1927 a 25 de Abril de 1974

The era of the judicial statutes began.

The first statute, approved by Decree nº 13809, of the 22nd of June 1927, was the first attempt at codification of the whole judicial system in the 20th century. It brought together in the same text matters on judicial organisation of the territory; the role of the Judges and the Public Prosecutors; the organisation of secretariats, and the staff's role ; the power of attorney for presentation in court (mandato judicial), including the organisation of the Bar; the role of solicitors; and legal aid.

It was a true legal code, whose features were to be followed by future statutes.

As regards the Public Prosecution Service, this Statute  only  developed and perfectioned the provisions set forth  since 1901, which had defined the forms of the institution almost completely.

The Statute contained however some aspects  worth mentioning.

One of them was the  stating of a set of guarantees for Judges, which  were the definitions of the principles of independence, responsibility, and permanence.  Judges were made responsible - in the civil, criminal and disciplinary fields -  for their actions while performing their duties, according to the laws .

The Public Prosecution Service was defined as "the representative of the State, and of society, as well as the guarantor of  the enforcement of the law". Its duties, defined  in previously published  legislation, were also confirmed.

Although the  Statute set forth that the Attorney-General continued to swear and make oath in the presence of the Minister of Justice,  he would take office before the President of the Supreme Court of Justice.

It was also laid down that, by means of a competitive examination, judges were chosen from the first class Deputy  District Attorneys  and from doctors in Law who had  practised the law for at least five years.

The Public Prosecution Service was composed of  the Attorney-General, and his assistants; the auditor of the Public Credit Commission (Junta de Crédito Público); the District Attorneys and their assistants, the Deputy and Sub-Deputy District Attorneys.

The limit of directive powers includes not only cases where the order breaks the law, but also cases where it goes outside the competence of the subordinates.

The rules defining the parallel nature of both the Judiciary and the  Public Prosecution Service are extended.

The  senior  Public Prosecutors , the assistants to the Attorney-General and the auditor of the Public Credit Commission, began to be  recruited from and among 1st. class judges or  judges of the  2nd instance, or lecturers of the Faculty of Law. District Attorneys began to be  appointed from among their assistants, or among 1st class judges. The assistants to the District Attorneys began to be appointed from among secretaries to the Attorney-General's Office or  District Attorneys' Offices, or among  1st class judges.

▶ **Goal**
Continue the text on the 1927 judicial statute from its last sentence.

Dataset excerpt
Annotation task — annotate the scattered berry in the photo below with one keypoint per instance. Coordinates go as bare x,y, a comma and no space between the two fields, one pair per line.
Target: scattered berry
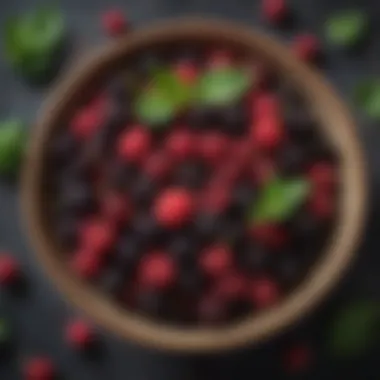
114,23
173,207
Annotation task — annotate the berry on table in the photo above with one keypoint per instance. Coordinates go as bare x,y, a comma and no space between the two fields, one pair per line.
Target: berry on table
79,334
39,368
157,270
114,22
173,207
9,269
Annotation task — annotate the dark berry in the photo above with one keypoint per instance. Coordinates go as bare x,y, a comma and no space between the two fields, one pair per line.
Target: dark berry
114,23
174,207
79,334
190,174
134,144
38,368
157,270
216,260
9,269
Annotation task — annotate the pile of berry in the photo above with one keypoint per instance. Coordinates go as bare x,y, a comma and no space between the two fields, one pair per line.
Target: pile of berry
159,215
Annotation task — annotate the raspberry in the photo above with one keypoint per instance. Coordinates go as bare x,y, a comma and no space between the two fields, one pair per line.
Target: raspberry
97,235
39,368
181,144
157,166
274,11
306,47
134,144
114,23
79,334
86,122
157,270
173,207
268,132
263,292
322,175
216,260
212,146
9,269
186,72
86,264
270,235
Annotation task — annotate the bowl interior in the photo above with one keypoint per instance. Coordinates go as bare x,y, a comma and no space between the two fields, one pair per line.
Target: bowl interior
336,125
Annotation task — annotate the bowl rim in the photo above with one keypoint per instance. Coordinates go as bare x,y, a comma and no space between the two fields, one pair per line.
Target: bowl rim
326,272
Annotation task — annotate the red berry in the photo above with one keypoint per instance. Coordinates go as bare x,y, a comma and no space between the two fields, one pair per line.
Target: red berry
297,359
181,144
79,334
134,144
274,11
39,368
116,208
174,207
86,264
306,47
97,235
186,72
157,166
270,235
264,292
157,270
268,132
114,22
322,175
231,286
212,146
9,269
216,260
86,122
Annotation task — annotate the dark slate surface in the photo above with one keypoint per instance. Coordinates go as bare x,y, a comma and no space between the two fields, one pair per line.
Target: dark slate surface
38,316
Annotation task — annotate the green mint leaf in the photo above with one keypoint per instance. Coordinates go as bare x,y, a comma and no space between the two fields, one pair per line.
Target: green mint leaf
222,86
355,328
279,199
346,28
31,39
12,143
367,96
162,100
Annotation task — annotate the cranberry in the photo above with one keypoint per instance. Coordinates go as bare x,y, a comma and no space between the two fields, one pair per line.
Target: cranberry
212,146
306,47
39,368
216,260
264,292
86,264
157,270
114,23
9,269
181,144
274,11
173,207
134,144
97,235
79,334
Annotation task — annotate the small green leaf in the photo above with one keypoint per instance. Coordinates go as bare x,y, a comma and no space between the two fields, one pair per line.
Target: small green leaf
346,28
12,143
367,96
222,86
162,100
355,328
279,199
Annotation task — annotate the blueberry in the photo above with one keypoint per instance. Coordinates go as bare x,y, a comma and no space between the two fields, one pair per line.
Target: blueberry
190,174
234,119
142,191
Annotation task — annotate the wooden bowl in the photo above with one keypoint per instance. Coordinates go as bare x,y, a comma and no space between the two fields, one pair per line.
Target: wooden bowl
335,121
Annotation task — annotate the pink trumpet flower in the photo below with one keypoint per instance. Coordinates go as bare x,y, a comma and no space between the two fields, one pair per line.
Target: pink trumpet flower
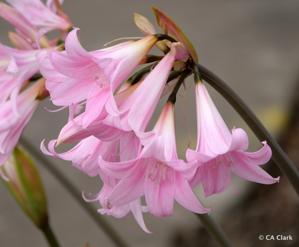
12,125
157,173
77,75
40,16
84,156
16,67
220,151
135,107
23,27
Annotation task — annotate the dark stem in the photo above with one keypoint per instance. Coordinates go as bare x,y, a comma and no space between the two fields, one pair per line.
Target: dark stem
50,236
279,157
173,75
214,229
172,96
89,209
162,36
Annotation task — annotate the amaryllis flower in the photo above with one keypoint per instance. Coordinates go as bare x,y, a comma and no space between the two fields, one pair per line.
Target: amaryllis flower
157,173
23,27
16,67
220,151
84,156
12,125
135,107
40,16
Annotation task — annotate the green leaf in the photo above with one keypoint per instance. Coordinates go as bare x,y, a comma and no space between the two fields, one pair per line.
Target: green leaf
25,184
171,28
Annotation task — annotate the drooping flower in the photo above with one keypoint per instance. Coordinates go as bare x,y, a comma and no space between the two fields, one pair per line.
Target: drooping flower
16,67
157,172
135,107
84,156
40,16
11,124
23,27
76,75
220,151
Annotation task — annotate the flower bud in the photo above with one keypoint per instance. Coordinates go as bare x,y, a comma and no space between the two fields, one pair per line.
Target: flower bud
171,28
24,183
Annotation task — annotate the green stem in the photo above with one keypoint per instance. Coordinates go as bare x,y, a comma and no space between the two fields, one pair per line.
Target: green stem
214,229
279,157
50,236
89,209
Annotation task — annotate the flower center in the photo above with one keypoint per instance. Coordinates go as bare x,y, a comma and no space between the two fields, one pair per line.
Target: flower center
158,172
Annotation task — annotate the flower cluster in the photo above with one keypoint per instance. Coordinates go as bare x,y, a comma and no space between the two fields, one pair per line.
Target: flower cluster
109,116
19,86
112,95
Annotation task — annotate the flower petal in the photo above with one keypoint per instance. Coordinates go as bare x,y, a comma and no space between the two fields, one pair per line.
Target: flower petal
129,188
159,191
250,171
185,196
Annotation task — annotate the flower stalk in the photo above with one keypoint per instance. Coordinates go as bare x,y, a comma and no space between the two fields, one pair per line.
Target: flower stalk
98,219
279,157
50,236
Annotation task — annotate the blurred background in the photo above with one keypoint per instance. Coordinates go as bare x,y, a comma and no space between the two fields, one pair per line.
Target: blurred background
254,46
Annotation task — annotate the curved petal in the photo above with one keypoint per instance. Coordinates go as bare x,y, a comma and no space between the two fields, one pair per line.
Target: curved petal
213,137
129,188
259,157
214,176
250,171
239,140
120,169
185,196
145,103
159,189
136,209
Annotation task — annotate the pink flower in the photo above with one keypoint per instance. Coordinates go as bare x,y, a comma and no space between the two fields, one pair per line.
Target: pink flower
76,75
220,151
16,67
135,107
12,125
39,15
84,156
23,27
157,173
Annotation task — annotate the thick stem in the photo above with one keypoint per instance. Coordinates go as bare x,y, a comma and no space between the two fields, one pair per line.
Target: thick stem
89,209
172,96
279,157
50,236
214,229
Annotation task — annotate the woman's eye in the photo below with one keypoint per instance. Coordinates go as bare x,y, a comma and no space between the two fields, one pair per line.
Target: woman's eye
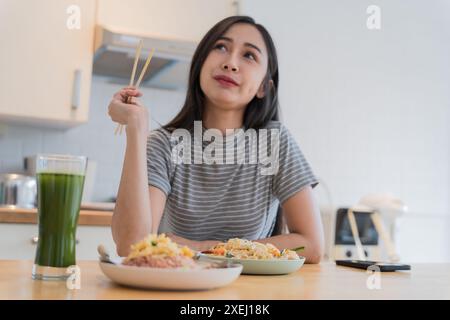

▶ **The reply**
These provisions completed the structure of the Public Prosecution Service. The idea that the posts of Deputy District Attorney were  the start of a career became even stronger. The Deputies had  to be candidates for the Judiciary,  the higher posts being occupied, as a rule, by judges.

The Attorney-General, who was granted the additional task  to   intervene in proceedings before  the Suerior Council of the Judiciary, would be helped by six assistants.

The  advisory bodies continued to exist, namely the Council of the  Attorney-General's Office, and the Councils of the  District Attorneys' Offices.

In the administrative and disciplinary field, the Statute concentrated on the  Superior Council of the  Judiciary, "as the hierarchically superior body of the judicial power", the powers regarding  the judges, the Public Prosecutors, the officers of justice, the officers of the civil status  registry office, of the land registry, commercial registry office, and of the notary's office. The Council was composed of  the president of the Supreme Court of Justice, who presided thereto, two active voting members  triennially  appointed by the minister of justice, two active voting members elected triennially by the Judiciary  of the mainland and islands. These members  belonged to the  Supreme Court of Justice. Where matters concerned  the Public Prosecutors and officers of the commercial registry office, the  Council was also composed of  the Attorney-General and the District Attorney at the Lisbon appeal court. Where matters related to their respective ranks, the Council would also comprise  two officers of justice, two officers of the land registry office, two officers of the civil status ergistry office, and two notaries public. The functions of the Public Prosecution Service at the Superior Council of the Judiciary are performed by the Attorney-General, or, in proceedings where he was a voting member, by his legal substitute.

The judicial Statute of 1927 was replaced by a new statute, approved by decree nº 15344, of the 10th of April 1928. However, the latter adid not bring changes to the rules that we have mentioned.

The 1928 Statute was successively altered by Decrees nºs 16536, of the 26th of February 1929, 17955, of the 12th of February 1930, 18227, of the 21st of April 1930, 19537, of the 31st of March 1931, 19772, of the 27th of May 1931, and 21253, of the 18th of May 1932.

In 1933, Decree nº 22779, of the 29th of June, introduced important alterations to that statute: it basically altered the system of access to posts in the Supreme Court of Justice; it reformulated the system by which judges in the colonies could move to the mother land; it reclassified the judicial counties; it modified the regime applicable to the secretariats and staff; and it reorganised the Superior Council of the Judiciary.

The extravagant legislation published in the meantime led Barbosa de Magalhães to consider the country "in complete judicial disarray". It must be said, however, that this legislation was very timid in relation to the Public Prosecution Service.

Barbosa de Magalhães commented:

"The separation of the Public Prosecution Service  from the Judiciary  had to be completed, but the way decree nº 26156 achieved  this was not a happy one: it disorganised the respective staff; it did not ensure, as  necessary, that the duties of the Public Prosecution Service, particularly at the courts of the second instance and the Supreme Court of Justice, were discharged by competent persons.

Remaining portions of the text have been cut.